Task requirements:
Please count the lines in the entries below that contain the string "drainpipe", treating uppercase and lowercase as different. Reply with the number alone.

(Collected data entries)

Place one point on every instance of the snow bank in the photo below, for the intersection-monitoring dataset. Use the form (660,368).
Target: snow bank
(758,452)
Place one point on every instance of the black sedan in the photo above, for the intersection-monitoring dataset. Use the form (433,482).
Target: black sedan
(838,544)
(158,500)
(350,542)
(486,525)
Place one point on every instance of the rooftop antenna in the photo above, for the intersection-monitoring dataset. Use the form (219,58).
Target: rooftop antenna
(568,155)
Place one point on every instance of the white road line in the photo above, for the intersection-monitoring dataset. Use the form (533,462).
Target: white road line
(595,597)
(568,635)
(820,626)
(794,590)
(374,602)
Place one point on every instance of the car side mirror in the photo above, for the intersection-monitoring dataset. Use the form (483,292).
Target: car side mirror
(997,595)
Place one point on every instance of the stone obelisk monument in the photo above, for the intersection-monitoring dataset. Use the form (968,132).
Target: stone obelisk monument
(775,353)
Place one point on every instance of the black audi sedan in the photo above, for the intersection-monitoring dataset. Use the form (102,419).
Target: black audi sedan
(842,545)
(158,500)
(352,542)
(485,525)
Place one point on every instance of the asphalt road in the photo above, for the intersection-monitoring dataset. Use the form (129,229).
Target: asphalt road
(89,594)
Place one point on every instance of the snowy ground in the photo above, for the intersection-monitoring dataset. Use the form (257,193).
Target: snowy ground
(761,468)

...

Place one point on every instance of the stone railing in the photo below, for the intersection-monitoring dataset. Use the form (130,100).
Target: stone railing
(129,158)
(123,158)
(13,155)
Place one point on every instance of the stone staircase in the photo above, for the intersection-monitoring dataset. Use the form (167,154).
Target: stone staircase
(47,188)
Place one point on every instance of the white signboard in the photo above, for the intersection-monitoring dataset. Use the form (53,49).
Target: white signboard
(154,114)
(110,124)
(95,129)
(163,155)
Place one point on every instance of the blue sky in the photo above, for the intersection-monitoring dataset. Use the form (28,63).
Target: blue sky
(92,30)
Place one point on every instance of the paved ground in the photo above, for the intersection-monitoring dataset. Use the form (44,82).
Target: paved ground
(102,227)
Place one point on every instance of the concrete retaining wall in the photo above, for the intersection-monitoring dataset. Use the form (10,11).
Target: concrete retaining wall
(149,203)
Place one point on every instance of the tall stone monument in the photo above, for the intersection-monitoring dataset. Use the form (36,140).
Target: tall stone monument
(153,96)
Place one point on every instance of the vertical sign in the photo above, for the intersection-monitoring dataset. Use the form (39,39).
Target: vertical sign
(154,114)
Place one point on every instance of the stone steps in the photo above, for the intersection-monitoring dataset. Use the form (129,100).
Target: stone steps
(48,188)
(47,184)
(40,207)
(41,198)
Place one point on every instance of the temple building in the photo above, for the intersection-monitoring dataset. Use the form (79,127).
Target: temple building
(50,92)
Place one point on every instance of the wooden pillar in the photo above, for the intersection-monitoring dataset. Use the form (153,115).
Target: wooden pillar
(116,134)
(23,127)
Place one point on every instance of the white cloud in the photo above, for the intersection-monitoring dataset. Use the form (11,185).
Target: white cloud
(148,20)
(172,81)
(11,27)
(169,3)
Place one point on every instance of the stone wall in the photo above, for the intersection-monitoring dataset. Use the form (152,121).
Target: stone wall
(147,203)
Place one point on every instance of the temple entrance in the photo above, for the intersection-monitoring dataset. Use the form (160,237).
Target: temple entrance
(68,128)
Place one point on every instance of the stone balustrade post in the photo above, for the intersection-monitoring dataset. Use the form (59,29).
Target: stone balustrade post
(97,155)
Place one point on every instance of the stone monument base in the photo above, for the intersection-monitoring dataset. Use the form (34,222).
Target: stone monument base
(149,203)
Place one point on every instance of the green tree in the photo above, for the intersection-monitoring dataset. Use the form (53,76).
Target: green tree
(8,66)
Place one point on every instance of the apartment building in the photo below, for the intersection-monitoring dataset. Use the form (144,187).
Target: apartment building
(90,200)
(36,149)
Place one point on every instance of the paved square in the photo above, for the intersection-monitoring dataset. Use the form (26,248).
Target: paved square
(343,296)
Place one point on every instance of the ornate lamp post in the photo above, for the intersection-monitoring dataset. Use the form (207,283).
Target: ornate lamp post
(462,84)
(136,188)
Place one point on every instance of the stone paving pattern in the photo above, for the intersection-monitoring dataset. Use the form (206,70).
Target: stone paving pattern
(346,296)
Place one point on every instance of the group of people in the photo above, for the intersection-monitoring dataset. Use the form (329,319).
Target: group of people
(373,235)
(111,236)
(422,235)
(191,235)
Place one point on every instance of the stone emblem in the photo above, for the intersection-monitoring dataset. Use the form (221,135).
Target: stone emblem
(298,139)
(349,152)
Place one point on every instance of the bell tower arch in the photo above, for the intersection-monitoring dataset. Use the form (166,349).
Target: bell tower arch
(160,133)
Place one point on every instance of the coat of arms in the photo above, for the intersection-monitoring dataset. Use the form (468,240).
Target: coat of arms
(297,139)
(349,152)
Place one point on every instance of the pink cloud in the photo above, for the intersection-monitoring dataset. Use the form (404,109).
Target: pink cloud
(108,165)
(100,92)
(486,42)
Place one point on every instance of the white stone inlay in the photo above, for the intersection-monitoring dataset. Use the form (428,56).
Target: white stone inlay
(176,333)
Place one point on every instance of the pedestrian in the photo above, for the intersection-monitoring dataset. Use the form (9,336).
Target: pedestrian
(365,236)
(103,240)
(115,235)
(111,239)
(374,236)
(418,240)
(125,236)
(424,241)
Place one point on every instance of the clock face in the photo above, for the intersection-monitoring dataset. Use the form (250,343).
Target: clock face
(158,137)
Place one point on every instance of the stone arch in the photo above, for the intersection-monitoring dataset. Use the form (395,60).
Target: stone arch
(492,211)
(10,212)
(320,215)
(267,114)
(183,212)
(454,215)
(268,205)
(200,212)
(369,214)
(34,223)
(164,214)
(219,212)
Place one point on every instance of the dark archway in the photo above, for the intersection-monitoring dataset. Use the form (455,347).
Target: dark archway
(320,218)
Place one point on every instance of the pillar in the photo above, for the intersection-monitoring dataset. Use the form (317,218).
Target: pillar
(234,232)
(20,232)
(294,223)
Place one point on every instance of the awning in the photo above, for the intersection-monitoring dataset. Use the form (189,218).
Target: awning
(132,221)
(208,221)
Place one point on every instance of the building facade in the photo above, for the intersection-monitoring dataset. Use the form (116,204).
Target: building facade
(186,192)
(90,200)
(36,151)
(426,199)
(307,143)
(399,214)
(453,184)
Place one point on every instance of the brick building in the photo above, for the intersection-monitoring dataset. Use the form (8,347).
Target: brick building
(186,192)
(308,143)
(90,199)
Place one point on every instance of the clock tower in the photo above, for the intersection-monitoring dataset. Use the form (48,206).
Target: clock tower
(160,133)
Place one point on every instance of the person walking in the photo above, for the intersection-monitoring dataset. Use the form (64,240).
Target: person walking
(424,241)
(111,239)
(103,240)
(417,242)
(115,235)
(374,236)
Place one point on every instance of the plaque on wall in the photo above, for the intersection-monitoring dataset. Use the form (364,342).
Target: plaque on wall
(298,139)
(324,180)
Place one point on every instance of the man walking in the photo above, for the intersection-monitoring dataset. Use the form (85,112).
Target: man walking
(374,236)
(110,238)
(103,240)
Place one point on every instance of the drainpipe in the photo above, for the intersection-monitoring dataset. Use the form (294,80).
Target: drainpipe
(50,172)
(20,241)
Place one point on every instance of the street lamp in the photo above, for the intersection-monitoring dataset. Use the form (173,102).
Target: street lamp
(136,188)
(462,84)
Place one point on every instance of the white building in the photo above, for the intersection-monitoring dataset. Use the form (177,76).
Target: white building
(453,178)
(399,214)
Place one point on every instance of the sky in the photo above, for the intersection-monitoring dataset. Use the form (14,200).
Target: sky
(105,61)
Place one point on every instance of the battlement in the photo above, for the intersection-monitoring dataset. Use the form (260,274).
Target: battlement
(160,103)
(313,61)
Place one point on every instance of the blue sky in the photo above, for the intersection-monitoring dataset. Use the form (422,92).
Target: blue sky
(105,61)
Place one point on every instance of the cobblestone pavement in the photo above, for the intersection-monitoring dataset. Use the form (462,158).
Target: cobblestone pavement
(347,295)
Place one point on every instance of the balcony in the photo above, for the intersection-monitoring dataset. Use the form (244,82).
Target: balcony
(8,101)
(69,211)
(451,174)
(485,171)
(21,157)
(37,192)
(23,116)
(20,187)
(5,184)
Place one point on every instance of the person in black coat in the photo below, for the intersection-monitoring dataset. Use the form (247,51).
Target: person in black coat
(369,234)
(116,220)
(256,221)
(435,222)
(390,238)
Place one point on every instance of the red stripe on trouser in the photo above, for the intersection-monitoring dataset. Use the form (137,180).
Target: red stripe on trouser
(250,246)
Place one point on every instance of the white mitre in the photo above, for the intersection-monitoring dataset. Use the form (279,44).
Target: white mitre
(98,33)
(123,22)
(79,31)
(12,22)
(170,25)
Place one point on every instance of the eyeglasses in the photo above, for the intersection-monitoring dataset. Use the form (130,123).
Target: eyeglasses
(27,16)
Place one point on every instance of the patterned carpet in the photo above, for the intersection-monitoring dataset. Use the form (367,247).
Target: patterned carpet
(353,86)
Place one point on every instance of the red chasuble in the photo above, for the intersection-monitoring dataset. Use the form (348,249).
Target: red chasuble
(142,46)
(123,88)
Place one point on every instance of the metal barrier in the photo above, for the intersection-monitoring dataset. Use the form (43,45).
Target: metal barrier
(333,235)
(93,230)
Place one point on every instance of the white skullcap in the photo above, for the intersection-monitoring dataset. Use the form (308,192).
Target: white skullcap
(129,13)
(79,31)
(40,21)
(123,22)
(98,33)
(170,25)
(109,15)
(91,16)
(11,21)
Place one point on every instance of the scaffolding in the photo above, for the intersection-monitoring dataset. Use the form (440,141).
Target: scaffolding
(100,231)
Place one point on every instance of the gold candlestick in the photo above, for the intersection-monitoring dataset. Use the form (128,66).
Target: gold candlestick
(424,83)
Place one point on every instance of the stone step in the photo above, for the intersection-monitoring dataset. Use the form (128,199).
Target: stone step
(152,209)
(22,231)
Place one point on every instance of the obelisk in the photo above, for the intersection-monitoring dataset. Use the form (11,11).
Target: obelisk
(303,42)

Solution for this problem:
2